KUTIPAN TEKS:
Sabtu, 25 April 2009

Pendidikan, Politik dan Kedewasaan

Oleh:
Robert Edy Sudarwan ( 0813 79 650001)
Kepala Departemen Infokom KAMMI Komisariat IAIN Raden Intan Lampung
Jln. Sentot Alisyabana. Gang Pembangunan H .No 13 Kelurahan Way Dadi. Kec. Sukarame BDL



Term "Reformasi" senantiasa menjadi mainstrem kelompok anti kemapanan di bumi pertiwi ini semenjak era sembilan puluhan. Pada mulanya mereka didakwa oleh pemegang kekuasaan sebagai musuh pemerintahan. Sikap kritis mereka atas penyimpangan kebijakan para penyelenggara negara dianggap melawan negara. Aktifitas ini melebar saat pemilu 1997, di mana kelompok status quo tidak menginginkan singgasananya tergoyahkan.


Krisis moneter berlanjut pada krisis ekonomi, krisis kepercayaan dan politik. Yang semua itu ternyata mampu menggiring terangkatnya kebenaran nilai-nilai yang dibawa oleh kaum reformis. Rakyat yang semula bersifat masa bodoh karena ekonominya tercabik – cabik dan termarjinalkan. Serta kemiskinan yang semakin meningkat membuat mereka tergerak untuk mendukung gerakan reformasi dari pada mengikuti segelintir elit yang menginjak –injak hak rakyat.



Ketika upaya perubahan sudah di dapat dengan berbagai liku dan rintangan yang ada. Perjuangan mahasiswa dan rakyat harus mempunyai tujuan dan arah yang jelas. Konstruksi era pasca Orde baru harapannya harus mampu mencerminkan pemerintahan yang kredibel, dipercaya rakyat, mengakar, bersih dari unsur KKN (Korupsi, Kolusi dan Nepotisme). Cita – cita untuk tidak sektarian serta mampu merealisasikan kejujuran, kebenaran, keadilan dan kemakmuran di bumi nusantara adalah harga mutlak yang harus diwujudkan.

LATIHAN A:
Tuliskan bagian kutipan tentang reformasi di atas, dari "Kepala Departemen Infokom" sampai "menginginkan singgasananya tergoyahkan.", tanpa perubahan.
Entri di bawah ini tidak berhubungan dengan kutipan tersebut.

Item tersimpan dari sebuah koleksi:
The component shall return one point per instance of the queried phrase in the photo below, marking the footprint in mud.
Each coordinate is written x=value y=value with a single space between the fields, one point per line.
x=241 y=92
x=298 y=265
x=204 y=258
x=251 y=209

LATIHAN B:
Tulis ulang semua entri di atas dengan mengganti "mud" menjadi "sand", sementara bagian lainnya dibiarkan sama.

JAWABAN LATIHAN A:
Kepala Departemen Infokom KAMMI Komisariat IAIN Raden Intan Lampung
Jln. Sentot Alisyabana. Gang Pembangunan H .No 13 Kelurahan Way Dadi. Kec. Sukarame BDL



Term "Reformasi" senantiasa menjadi mainstrem kelompok anti kemapanan di bumi pertiwi ini semenjak era sembilan puluhan. Pada mulanya mereka didakwa oleh pemegang kekuasaan sebagai musuh pemerintahan. Sikap kritis mereka atas penyimpangan kebijakan para penyelenggara negara dianggap melawan negara. Aktifitas ini melebar saat pemilu 1997, di mana kelompok status quo tidak menginginkan singgasananya tergoyahkan.

JAWABAN LATIHAN B:
The component shall return one point per instance of the queried phrase in the photo below, marking the footprint in sand.
Each coordinate is written x=value y=value with a single space between the fields, one point per line.
x=241 y=92
x=298 y=265
x=204 y=258
x=251 y=209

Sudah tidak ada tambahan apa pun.